start EXERCISE MATERIAL

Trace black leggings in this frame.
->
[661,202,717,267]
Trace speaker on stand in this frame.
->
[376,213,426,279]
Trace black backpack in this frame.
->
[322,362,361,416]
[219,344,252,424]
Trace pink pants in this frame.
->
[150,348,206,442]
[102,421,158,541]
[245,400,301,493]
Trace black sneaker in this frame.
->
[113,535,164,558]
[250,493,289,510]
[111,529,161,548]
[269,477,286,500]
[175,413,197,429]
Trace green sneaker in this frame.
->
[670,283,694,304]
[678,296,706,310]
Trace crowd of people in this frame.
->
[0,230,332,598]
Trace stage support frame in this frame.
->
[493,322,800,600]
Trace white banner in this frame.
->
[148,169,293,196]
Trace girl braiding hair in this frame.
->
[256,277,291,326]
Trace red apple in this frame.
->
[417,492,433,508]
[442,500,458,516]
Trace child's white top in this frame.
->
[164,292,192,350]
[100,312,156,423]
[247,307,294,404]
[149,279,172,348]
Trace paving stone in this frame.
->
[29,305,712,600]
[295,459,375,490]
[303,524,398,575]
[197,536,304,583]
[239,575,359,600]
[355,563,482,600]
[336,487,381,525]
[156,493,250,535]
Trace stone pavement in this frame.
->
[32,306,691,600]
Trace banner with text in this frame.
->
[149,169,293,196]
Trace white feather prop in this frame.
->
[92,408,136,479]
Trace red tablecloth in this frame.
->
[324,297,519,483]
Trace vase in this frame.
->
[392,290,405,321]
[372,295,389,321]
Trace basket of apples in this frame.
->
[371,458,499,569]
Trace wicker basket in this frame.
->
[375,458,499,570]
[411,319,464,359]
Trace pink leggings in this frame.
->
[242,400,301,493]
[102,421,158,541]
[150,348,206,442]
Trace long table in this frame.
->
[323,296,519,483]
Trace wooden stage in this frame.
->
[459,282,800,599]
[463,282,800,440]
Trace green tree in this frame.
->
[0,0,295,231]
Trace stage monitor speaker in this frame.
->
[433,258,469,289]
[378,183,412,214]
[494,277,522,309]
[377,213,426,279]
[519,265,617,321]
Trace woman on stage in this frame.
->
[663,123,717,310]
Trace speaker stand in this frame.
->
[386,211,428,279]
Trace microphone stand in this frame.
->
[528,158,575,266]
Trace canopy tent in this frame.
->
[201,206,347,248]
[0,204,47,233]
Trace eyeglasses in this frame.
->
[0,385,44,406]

end EXERCISE MATERIAL

* **AIM**: Scale the stretch from the start of the records through the line containing "[245,400,301,493]" by writing out every line again, requests included. Multiply each bounding-box coordinate in the answers by 1.15, and round each result to a whole number, with halves rounded up.

* **EXERCISE RESULT**:
Trace black leggings in this frame.
->
[760,232,825,307]
Trace speaker on stand in this frame.
->
[432,245,490,321]
Trace black backpack in this frame.
->
[370,416,415,478]
[252,396,290,488]
Trace pink pants in this frame.
->
[173,400,237,508]
[117,484,182,622]
[282,460,346,567]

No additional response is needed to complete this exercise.